Extracted data entries
---*---

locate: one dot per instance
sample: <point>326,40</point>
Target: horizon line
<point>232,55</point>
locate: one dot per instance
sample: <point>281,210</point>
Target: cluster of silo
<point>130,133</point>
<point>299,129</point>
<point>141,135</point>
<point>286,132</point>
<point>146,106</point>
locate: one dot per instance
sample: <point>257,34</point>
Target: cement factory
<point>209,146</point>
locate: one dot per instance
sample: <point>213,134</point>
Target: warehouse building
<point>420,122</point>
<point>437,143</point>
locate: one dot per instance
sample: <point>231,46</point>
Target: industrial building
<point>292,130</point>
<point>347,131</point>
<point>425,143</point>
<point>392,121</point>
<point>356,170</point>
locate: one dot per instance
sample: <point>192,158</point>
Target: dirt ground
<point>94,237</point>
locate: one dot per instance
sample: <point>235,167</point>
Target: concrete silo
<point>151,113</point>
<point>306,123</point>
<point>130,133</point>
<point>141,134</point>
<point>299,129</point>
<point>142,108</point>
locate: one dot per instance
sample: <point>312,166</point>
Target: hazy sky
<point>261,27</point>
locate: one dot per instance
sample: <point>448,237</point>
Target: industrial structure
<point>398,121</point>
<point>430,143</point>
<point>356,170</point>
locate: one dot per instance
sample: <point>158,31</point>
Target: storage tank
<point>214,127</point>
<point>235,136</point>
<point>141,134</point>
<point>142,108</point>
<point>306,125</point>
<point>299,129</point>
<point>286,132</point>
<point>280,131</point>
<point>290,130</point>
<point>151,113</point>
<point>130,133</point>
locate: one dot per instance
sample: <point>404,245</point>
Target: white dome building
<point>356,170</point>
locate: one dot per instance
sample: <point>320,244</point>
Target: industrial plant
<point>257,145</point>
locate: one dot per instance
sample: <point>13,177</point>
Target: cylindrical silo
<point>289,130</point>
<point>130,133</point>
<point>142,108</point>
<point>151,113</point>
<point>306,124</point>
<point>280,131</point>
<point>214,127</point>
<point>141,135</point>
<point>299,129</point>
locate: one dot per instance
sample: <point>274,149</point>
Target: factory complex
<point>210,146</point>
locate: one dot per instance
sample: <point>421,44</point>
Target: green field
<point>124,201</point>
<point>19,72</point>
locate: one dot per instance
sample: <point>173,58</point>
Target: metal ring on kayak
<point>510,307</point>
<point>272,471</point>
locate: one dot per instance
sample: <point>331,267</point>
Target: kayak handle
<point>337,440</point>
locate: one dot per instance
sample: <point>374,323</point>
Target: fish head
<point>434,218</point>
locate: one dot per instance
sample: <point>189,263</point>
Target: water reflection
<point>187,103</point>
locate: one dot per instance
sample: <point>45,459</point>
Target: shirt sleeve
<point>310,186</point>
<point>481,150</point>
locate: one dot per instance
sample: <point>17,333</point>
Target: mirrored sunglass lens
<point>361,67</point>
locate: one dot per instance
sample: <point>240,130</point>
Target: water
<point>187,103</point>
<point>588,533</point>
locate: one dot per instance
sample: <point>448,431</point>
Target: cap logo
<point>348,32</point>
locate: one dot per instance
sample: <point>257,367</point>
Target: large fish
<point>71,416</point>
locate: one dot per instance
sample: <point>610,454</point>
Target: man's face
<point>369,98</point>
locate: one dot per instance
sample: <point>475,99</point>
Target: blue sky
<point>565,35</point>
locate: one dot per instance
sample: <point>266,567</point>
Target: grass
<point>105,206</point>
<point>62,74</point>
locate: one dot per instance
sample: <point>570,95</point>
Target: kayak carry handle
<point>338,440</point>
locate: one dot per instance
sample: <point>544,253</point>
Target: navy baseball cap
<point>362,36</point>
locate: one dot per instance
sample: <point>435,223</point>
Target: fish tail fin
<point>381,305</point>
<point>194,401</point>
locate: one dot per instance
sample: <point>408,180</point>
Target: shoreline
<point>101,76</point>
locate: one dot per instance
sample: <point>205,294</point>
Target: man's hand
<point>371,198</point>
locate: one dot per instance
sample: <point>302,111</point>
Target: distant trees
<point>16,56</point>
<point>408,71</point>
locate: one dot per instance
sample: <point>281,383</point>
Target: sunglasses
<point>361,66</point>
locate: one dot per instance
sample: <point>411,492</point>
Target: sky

---*---

### Exercise
Rewrite the items above with every "sample" swapped for "reference" and nothing else altered.

### Exercise output
locate: one dot per instance
reference: <point>326,40</point>
Target: horizon line
<point>232,55</point>
locate: one dot per instance
reference: <point>281,210</point>
Target: cluster of silo
<point>130,133</point>
<point>299,129</point>
<point>141,135</point>
<point>286,132</point>
<point>146,106</point>
locate: one dot per instance
reference: <point>257,34</point>
Target: cement factory
<point>209,146</point>
locate: one dot per instance
reference: <point>213,134</point>
Target: warehouse building
<point>420,122</point>
<point>437,143</point>
locate: one dot per instance
reference: <point>231,46</point>
Target: industrial building
<point>292,130</point>
<point>347,131</point>
<point>425,143</point>
<point>392,121</point>
<point>356,170</point>
locate: one dot per instance
reference: <point>192,158</point>
Target: dirt ground
<point>94,237</point>
locate: one dot per instance
reference: <point>235,167</point>
Target: concrete silo
<point>151,113</point>
<point>306,123</point>
<point>130,133</point>
<point>141,134</point>
<point>299,129</point>
<point>142,108</point>
locate: one dot per instance
reference: <point>312,166</point>
Target: hazy sky
<point>261,27</point>
locate: one dot per instance
reference: <point>448,237</point>
Target: industrial structure
<point>398,121</point>
<point>430,143</point>
<point>356,170</point>
locate: one dot per instance
reference: <point>158,31</point>
Target: storage tank
<point>214,127</point>
<point>235,136</point>
<point>141,134</point>
<point>142,108</point>
<point>306,125</point>
<point>299,129</point>
<point>286,132</point>
<point>280,131</point>
<point>290,130</point>
<point>151,113</point>
<point>130,133</point>
locate: one dot per instance
reference: <point>404,245</point>
Target: white dome building
<point>356,170</point>
locate: one dot per instance
reference: <point>320,244</point>
Target: industrial plant
<point>257,145</point>
locate: one dot per instance
reference: <point>13,177</point>
Target: cylindrical silo
<point>289,130</point>
<point>130,133</point>
<point>142,108</point>
<point>151,113</point>
<point>306,124</point>
<point>280,131</point>
<point>214,127</point>
<point>141,135</point>
<point>299,129</point>
locate: one dot per instance
reference: <point>274,149</point>
Target: factory complex
<point>210,146</point>
locate: one dot per instance
reference: <point>421,44</point>
Target: green field
<point>124,201</point>
<point>19,72</point>
locate: one dot per instance
reference: <point>173,58</point>
Target: metal ring on kayak
<point>510,307</point>
<point>272,471</point>
locate: one dot per instance
reference: <point>331,267</point>
Target: kayak handle
<point>337,440</point>
locate: one dot per instance
reference: <point>374,323</point>
Target: fish head
<point>434,218</point>
locate: one dot per instance
reference: <point>189,263</point>
Target: water reflection
<point>187,103</point>
locate: one dot per instance
reference: <point>45,459</point>
Target: shirt sleeve
<point>310,186</point>
<point>481,150</point>
locate: one dot per instance
reference: <point>17,333</point>
Target: mirrored sunglass lens
<point>361,67</point>
locate: one dot per instance
reference: <point>240,130</point>
Target: water
<point>187,103</point>
<point>588,533</point>
locate: one dot per instance
reference: <point>448,431</point>
Target: cap logo
<point>348,32</point>
locate: one dot per instance
reference: <point>257,367</point>
Target: large fish
<point>71,416</point>
locate: one dot per instance
reference: <point>610,454</point>
Target: man's face
<point>369,98</point>
locate: one dot per instance
reference: <point>475,99</point>
Target: blue sky
<point>565,35</point>
locate: one dot per instance
reference: <point>266,567</point>
Target: grass
<point>105,206</point>
<point>62,74</point>
locate: one dot per instance
reference: <point>570,95</point>
Target: kayak carry handle
<point>338,440</point>
locate: one dot per instance
reference: <point>544,253</point>
Target: navy baseball cap
<point>362,36</point>
locate: one dot per instance
reference: <point>435,223</point>
Target: fish tail fin
<point>381,305</point>
<point>194,401</point>
locate: one dot per instance
reference: <point>408,180</point>
Target: shoreline
<point>101,76</point>
locate: one dot per instance
reference: <point>205,294</point>
Target: man's hand
<point>371,198</point>
locate: one dot per instance
reference: <point>302,111</point>
Target: distant trees
<point>16,56</point>
<point>408,71</point>
locate: one dot per instance
reference: <point>281,383</point>
Target: sunglasses
<point>361,66</point>
locate: one dot per instance
reference: <point>411,492</point>
Target: sky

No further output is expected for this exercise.